By Cramer's rule, the $(k,l)$-entry of $(z-A)^{-1}$ is $\displaystyle ((z-A)^{-1})_{k,l} = \frac{1}{\det(z-A)} c_{k,l}(z)$ where $c_{k,l}(z)$ is some polynomial in $z$. Let $p(z) = \det(z-A)$ be the characteristic polynomial of $A$. Conclude using $(\ast)$ by applying Cauchy's integral theorem to $c_{k,l}$.


To see that the identity $(\ast)$ holds, proceed as follows (this is a slight variant of McCarthy's argument):

  • The usual matrix norm induced by the Euclidean norm on $\mathbb{C}^{n}$ satisfies $\|A^{n}\| \leq \|A\|^{n}$.
  • Use this to show that $(z - A)^{-1} = \sum_{n = 0}^{\infty} \frac{A^{n}}{z^{n+1}}$, where the right hand side converges uniformly on $\{|z| \gt \|A\| + \varepsilon\}$.

• DATASET ENTRIES:
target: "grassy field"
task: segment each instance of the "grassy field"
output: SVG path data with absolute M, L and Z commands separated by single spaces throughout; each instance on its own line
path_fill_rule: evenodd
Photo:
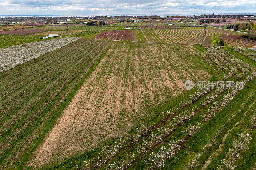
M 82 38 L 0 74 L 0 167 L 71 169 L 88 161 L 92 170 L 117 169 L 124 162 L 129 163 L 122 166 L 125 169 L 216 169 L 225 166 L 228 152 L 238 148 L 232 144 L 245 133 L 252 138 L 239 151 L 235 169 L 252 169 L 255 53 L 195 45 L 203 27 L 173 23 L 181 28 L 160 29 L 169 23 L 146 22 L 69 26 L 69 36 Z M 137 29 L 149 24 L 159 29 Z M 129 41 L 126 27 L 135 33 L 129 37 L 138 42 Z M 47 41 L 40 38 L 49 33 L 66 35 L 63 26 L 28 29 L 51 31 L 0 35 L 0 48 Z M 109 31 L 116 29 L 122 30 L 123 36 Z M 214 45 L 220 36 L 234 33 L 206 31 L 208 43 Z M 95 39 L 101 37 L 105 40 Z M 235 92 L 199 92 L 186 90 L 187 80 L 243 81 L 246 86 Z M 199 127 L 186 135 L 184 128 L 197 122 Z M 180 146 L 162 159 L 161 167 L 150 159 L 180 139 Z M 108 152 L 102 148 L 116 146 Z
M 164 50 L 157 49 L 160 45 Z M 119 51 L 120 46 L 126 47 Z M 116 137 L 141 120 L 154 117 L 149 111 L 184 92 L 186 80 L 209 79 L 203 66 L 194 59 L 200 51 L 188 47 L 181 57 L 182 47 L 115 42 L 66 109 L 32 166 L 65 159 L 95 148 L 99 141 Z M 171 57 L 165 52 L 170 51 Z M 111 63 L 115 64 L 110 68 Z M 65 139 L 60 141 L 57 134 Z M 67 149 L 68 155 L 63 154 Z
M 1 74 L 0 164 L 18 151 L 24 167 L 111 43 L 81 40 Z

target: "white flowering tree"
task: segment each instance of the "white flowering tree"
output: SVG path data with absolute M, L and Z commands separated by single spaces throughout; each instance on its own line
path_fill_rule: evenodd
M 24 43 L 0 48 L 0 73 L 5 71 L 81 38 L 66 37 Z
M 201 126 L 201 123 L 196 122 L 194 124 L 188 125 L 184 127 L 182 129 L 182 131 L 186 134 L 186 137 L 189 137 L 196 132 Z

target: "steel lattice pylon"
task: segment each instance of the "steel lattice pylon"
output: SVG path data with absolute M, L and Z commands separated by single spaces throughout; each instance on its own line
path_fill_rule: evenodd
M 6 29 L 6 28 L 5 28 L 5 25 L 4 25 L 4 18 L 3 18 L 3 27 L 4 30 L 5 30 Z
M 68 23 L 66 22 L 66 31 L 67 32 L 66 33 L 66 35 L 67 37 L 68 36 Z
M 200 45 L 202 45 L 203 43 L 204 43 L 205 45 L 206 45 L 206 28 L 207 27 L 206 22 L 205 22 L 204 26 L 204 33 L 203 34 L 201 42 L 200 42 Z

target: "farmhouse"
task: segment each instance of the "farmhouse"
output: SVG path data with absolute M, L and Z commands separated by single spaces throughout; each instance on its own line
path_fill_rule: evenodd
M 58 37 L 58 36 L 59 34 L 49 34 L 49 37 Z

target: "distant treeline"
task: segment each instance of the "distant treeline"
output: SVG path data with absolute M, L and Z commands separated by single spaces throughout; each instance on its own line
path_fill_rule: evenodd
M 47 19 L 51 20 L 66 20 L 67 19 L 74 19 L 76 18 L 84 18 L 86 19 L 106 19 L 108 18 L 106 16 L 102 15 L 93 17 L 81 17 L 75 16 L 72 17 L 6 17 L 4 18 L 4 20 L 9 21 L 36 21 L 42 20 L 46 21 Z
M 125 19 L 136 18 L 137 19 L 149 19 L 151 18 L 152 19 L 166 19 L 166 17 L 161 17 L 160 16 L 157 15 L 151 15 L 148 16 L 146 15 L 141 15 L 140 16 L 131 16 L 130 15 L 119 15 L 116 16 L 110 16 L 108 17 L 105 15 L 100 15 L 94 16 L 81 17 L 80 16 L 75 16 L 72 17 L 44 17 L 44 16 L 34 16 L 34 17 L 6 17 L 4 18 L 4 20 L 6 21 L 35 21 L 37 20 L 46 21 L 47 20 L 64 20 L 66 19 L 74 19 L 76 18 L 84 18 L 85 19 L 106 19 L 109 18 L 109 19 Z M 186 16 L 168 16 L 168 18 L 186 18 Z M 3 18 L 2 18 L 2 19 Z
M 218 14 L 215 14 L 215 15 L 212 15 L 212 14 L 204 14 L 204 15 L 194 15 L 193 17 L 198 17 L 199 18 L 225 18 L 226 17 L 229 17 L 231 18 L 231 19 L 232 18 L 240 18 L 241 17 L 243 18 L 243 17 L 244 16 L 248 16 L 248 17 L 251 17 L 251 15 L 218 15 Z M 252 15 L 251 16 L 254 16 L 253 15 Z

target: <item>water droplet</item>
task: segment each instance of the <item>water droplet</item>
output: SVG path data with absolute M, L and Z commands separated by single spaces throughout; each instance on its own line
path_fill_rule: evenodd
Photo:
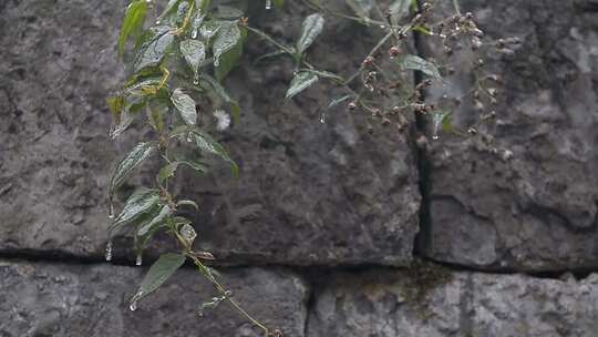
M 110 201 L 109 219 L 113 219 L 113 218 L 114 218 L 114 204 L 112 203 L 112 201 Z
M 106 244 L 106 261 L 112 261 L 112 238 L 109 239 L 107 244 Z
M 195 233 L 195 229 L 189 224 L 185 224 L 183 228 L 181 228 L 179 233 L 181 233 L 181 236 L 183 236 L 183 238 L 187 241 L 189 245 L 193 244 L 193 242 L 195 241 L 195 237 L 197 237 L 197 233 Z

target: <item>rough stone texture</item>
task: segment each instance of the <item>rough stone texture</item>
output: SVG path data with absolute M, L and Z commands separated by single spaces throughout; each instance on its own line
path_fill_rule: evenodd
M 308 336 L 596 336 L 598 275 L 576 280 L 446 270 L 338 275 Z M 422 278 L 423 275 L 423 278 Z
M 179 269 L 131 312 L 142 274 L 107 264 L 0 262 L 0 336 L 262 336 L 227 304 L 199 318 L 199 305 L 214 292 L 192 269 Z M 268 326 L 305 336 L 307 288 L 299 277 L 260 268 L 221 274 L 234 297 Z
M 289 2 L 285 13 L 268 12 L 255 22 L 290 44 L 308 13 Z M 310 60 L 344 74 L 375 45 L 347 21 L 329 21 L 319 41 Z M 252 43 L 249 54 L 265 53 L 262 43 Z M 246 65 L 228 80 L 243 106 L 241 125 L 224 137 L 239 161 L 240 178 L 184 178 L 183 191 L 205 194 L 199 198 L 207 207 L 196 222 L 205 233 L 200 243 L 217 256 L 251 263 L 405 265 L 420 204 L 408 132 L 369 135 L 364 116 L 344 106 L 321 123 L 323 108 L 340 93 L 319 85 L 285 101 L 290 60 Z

• WORK TO DO: Please reproduce the excerpt on Cramer's rule and the matrix resolvent in full, word for word. You won't need the records for this.

• TASK RESPONSE:
By Cramer's rule, the $(k,l)$-entry of $(z-A)^{-1}$ is $\displaystyle ((z-A)^{-1})_{k,l} = \frac{1}{\det(z-A)} c_{k,l}(z)$ where $c_{k,l}(z)$ is some polynomial in $z$. Let $p(z) = \det(z-A)$ be the characteristic polynomial of $A$. Conclude using $(\ast)$ by applying Cauchy's integral theorem to $c_{k,l}$.


To see that the identity $(\ast)$ holds, proceed as follows (this is a slight variant of McCarthy's argument):

  • The usual matrix norm induced by the Euclidean norm on $\mathbb{C}^{n}$ satisfies $\|A^{n}\| \leq \|A\|^{n}$.
  • Use this to show that $(z - A)^{-1} = \sum_{n = 0}^{\infty} \frac{A^{n}}{z^{n+1}}$, where the right hand side converges uniformly on $\{|z| \gt \|A\| + \varepsilon\}$.